══ The input ══

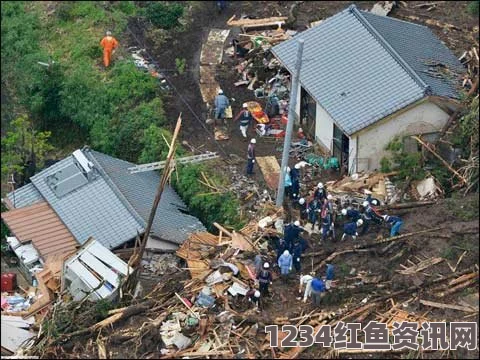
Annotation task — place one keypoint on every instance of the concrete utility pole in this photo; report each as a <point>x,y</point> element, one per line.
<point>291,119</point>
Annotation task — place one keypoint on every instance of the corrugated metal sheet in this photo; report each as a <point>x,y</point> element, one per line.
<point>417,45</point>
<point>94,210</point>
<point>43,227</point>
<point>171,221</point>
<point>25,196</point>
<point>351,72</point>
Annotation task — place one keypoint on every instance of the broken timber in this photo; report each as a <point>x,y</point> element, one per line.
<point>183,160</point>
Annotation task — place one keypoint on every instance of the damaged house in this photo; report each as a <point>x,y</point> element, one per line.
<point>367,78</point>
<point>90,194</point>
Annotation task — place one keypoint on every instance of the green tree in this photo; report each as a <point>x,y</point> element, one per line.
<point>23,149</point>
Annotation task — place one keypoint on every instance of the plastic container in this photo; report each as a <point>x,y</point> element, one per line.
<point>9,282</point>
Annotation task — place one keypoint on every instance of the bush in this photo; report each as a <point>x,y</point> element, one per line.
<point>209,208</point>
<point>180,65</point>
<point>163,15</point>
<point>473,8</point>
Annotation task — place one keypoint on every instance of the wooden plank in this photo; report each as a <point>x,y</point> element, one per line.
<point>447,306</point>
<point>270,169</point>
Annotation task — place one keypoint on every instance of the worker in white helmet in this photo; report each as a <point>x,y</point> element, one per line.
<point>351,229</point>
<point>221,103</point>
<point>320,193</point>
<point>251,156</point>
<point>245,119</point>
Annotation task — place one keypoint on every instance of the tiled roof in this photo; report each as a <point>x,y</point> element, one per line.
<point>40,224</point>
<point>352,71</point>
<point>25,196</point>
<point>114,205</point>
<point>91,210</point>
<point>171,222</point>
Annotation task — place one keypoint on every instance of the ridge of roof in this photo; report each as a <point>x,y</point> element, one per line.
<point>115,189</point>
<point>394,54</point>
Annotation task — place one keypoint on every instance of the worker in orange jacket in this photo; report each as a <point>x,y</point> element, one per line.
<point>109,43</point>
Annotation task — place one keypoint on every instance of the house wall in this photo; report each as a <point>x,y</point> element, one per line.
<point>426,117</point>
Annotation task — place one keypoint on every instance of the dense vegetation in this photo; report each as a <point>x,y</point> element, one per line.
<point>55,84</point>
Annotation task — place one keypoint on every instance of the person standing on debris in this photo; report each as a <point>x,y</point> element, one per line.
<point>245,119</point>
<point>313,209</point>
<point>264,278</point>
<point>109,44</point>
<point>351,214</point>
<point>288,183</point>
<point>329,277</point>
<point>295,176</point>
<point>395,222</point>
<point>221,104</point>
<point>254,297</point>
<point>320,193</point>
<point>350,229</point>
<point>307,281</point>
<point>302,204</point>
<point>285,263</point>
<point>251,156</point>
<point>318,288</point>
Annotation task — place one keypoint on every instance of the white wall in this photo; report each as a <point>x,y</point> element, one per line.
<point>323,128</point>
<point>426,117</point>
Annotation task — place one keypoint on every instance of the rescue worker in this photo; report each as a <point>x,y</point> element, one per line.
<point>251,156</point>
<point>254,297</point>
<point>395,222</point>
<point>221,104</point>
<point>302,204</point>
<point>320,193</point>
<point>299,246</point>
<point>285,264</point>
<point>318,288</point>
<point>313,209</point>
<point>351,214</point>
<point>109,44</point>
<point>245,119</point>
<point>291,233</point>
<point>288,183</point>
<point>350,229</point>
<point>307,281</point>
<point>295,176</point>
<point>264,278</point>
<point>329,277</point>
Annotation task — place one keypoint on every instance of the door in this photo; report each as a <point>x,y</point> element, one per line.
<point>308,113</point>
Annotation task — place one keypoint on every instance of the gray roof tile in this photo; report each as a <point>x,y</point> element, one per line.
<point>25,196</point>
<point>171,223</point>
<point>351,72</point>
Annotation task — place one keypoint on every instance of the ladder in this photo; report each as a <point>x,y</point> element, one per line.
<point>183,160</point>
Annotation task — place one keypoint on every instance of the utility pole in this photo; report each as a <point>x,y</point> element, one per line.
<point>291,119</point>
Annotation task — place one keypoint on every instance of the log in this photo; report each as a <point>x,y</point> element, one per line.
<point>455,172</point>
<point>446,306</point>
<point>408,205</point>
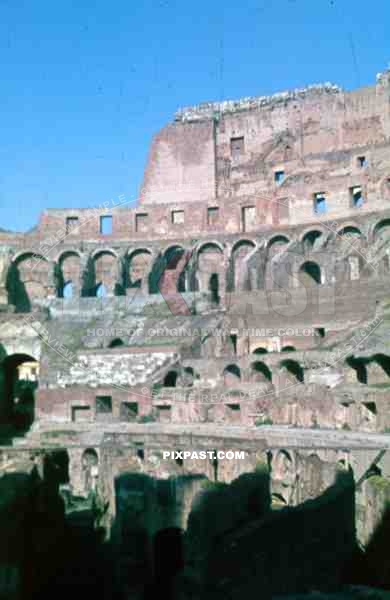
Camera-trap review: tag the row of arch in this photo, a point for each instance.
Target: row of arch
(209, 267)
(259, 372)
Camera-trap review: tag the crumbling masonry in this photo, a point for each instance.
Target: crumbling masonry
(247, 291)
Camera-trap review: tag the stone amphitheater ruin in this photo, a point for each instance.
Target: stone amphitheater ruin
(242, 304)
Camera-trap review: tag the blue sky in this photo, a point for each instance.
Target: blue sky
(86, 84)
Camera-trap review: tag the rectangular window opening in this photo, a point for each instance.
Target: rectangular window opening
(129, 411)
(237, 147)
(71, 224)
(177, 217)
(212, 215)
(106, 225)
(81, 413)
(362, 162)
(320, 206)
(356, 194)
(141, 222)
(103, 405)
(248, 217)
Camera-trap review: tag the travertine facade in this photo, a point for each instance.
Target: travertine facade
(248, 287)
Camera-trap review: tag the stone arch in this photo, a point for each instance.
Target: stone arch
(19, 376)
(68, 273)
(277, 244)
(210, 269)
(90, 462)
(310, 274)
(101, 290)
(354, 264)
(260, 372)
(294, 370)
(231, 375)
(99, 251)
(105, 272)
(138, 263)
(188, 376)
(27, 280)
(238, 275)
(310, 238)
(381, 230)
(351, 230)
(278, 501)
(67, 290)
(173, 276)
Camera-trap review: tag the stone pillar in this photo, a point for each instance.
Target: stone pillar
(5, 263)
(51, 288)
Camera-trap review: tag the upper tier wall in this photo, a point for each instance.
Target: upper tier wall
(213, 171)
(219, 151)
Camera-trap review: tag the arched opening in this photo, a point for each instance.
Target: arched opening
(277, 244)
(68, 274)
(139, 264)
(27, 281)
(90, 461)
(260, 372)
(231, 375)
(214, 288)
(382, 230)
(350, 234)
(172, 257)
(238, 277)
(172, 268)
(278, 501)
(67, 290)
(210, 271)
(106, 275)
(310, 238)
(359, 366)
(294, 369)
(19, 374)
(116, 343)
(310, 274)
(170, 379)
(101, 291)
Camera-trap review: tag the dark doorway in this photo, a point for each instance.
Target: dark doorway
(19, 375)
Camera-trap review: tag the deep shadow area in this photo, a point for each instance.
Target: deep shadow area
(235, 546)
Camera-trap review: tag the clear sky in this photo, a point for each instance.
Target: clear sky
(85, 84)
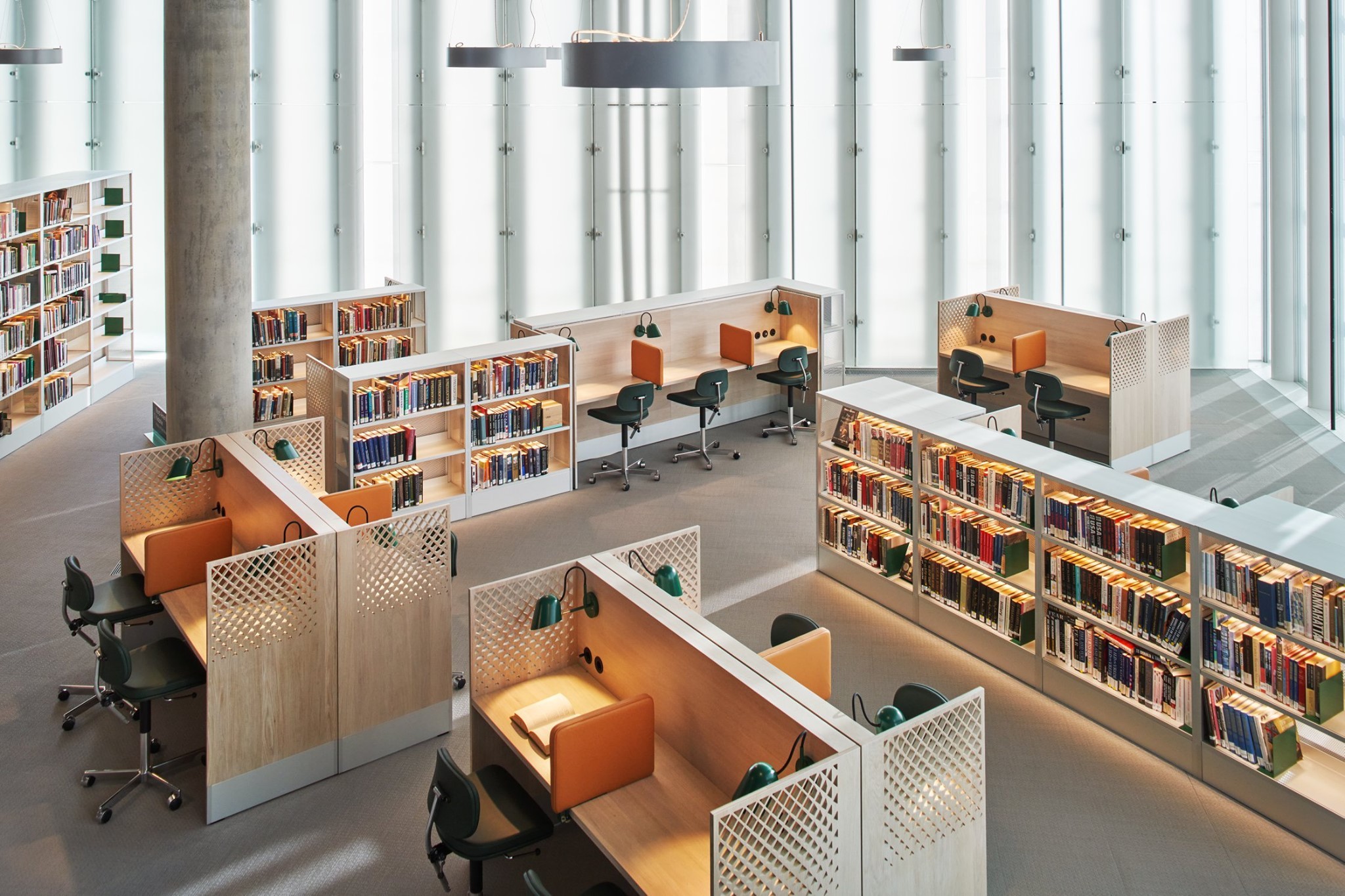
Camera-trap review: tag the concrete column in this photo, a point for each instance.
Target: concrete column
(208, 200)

═══

Make an exact copy of the listing. Leave its pictures out.

Annotation task — place one keypoint on every instance of the concrete utility pole in this photo; report each as a <point>x,y</point> element, one per line.
<point>291,119</point>
Annotation task — place one keypoint on every instance of the corrugated metal sheet in this photo; report each as a <point>x,y</point> element, one per line.
<point>417,45</point>
<point>94,210</point>
<point>43,227</point>
<point>171,221</point>
<point>25,196</point>
<point>351,72</point>
Annotation task — place one keypoint on every instance of the broken timber in this photo; report each as a <point>x,y</point> element, one per line.
<point>183,160</point>
Annotation task — place one keypoint on every instance of the damaged house in this photo; report each as a <point>x,y</point> element, one per line.
<point>367,78</point>
<point>90,194</point>
Annotation task — place one keypoint on every instance of the green tree in this photo; report each as a <point>x,y</point> element, one per line.
<point>23,149</point>
Annotation task — place one keypoint on every instance of the plastic container in this photo; report each as a <point>x,y</point> element, one per line.
<point>9,282</point>
Annotation task — place one keypoint on every instance of the bush in this photo; report each as a <point>x,y</point> element, one per line.
<point>209,208</point>
<point>180,65</point>
<point>163,15</point>
<point>473,8</point>
Annotation task — place one keypoint on every instance of the wooden plank in this photo; report each as a <point>x,y</point> element, one per line.
<point>447,306</point>
<point>270,169</point>
Annotation task — place one keypoint on every instance of the worker in white helmet in this photo; report each as a <point>x,y</point> element, one per line.
<point>351,229</point>
<point>221,103</point>
<point>320,193</point>
<point>251,156</point>
<point>245,119</point>
Annotation task — place one keypoint on every instance of the tiled roof in this photo; report each as a <point>x,y</point> element, one per line.
<point>40,224</point>
<point>352,71</point>
<point>25,196</point>
<point>114,205</point>
<point>91,210</point>
<point>171,222</point>
Annotation task — place one keypoint on every instance of the ridge of roof in this photo; report each as a <point>x,y</point> element, one per line.
<point>115,189</point>
<point>394,54</point>
Annotation task — place one keypoint on every instance of the worker in orange jacket in this photo; report each as a <point>x,y</point> element, one per line.
<point>109,43</point>
Annotation task — place one keypoint on every instance of the house wall in this photo; report each as a <point>x,y</point> element, one per line.
<point>426,117</point>
Annotation task — place one keypoint on every instance of the dense vegetation in this photo; report each as a <point>x,y</point> element, one per line.
<point>55,84</point>
Annotation task — place one keypoint on every instance of the person standing on debris in this photo; report each as a <point>x,y</point> element, one per line.
<point>245,119</point>
<point>313,209</point>
<point>264,278</point>
<point>109,44</point>
<point>351,214</point>
<point>288,183</point>
<point>329,277</point>
<point>295,176</point>
<point>395,222</point>
<point>221,104</point>
<point>254,297</point>
<point>320,193</point>
<point>350,229</point>
<point>307,281</point>
<point>302,204</point>
<point>285,263</point>
<point>251,156</point>
<point>318,288</point>
Annotation task — place one keypoint on every instance of the white wall in this photo; report each as a <point>x,y</point> element, one per line.
<point>323,128</point>
<point>426,117</point>
Annotation task — place one keypoint on every instance of the rescue worker in this photo; report each as a <point>x,y</point> element, one per line.
<point>251,156</point>
<point>254,297</point>
<point>395,222</point>
<point>221,104</point>
<point>302,204</point>
<point>320,193</point>
<point>299,246</point>
<point>285,264</point>
<point>318,288</point>
<point>313,209</point>
<point>351,214</point>
<point>109,44</point>
<point>245,119</point>
<point>291,233</point>
<point>288,183</point>
<point>350,229</point>
<point>307,281</point>
<point>295,176</point>
<point>264,278</point>
<point>329,277</point>
Annotation task — place one keypoint on every instance of the door in this photo; report each as a <point>x,y</point> element, one per line.
<point>308,113</point>
Annotation task — place one keypoint on every instance of the gray roof tile in this photo; report each as a <point>x,y</point> element, one per line.
<point>25,196</point>
<point>171,223</point>
<point>351,72</point>
Annotation task — place one keypoint on every instance of the ladder in this photo; report each as a <point>x,y</point> element, one per line.
<point>183,160</point>
Annotation task — place one keypoint on every instance of the utility pole in this photo; report each as a <point>x,y</point> element, one per line.
<point>291,119</point>
Annotation task — place one keypoint on every instance of the log in this photo; report each as a <point>x,y</point> element, one per line.
<point>455,172</point>
<point>446,306</point>
<point>408,205</point>
Camera-trap review: tag the row of arch in this photo, a point for each instance.
Target: row of arch
(209, 267)
(259, 372)
Camera-trap review: tag the crumbling masonry in this photo, a point for each instance.
Target: crumbling masonry
(247, 291)
Camera-trap review: tag the stone amphitheater ruin in this photo, a point for each instance.
Target: stone amphitheater ruin
(242, 304)
Camera-trap review: tag the blue sky in this photo, a point for each instance.
Target: blue sky
(86, 84)
Camera-trap review: tag the rectangular window opening in this photo, a point for each instance.
Target: rectangular window opening
(129, 411)
(237, 147)
(71, 224)
(177, 217)
(212, 215)
(106, 225)
(81, 413)
(362, 162)
(320, 206)
(356, 194)
(141, 222)
(103, 405)
(248, 217)
Camera-trap review: tag the travertine facade in this photo, a point for each instance.
Target: travertine facade
(248, 287)
Camera-trap review: tag the stone arch in this photo, a point for each instance.
Target: stone arch
(19, 376)
(68, 273)
(277, 244)
(210, 269)
(90, 462)
(310, 274)
(101, 290)
(354, 264)
(260, 372)
(294, 370)
(231, 375)
(99, 251)
(105, 272)
(138, 263)
(188, 376)
(27, 280)
(238, 275)
(310, 238)
(381, 230)
(351, 230)
(278, 501)
(67, 290)
(173, 276)
Camera-trap review: tag the stone pillar in this photo, a point for each instance.
Target: stone pillar
(5, 263)
(51, 288)
Camera-trap review: tag the upper tier wall in this photo, a point for each instance.
Target: upper tier wall
(213, 171)
(219, 151)
Camera-trap review: tag the arched opening in this photo, a point for each instance.
Target: arched opening
(277, 244)
(68, 274)
(139, 264)
(27, 281)
(90, 461)
(260, 372)
(231, 375)
(214, 288)
(382, 230)
(350, 234)
(172, 257)
(238, 277)
(172, 268)
(278, 501)
(67, 290)
(210, 271)
(106, 275)
(310, 238)
(359, 366)
(294, 369)
(19, 374)
(116, 343)
(310, 274)
(170, 379)
(101, 291)
Camera-trap review: tag the dark doorway in this photo, a point for each instance.
Target: dark doorway
(19, 375)
Camera-trap review: tag the deep shadow area in this photo, a point for each instance.
Target: deep shadow area
(235, 546)
Camera-trap review: tag the clear sky in this photo, a point for each instance.
Target: clear sky
(85, 84)
Camera-trap review: tag the concrete column in this photo, a point for each instance.
Target: concrete column
(208, 200)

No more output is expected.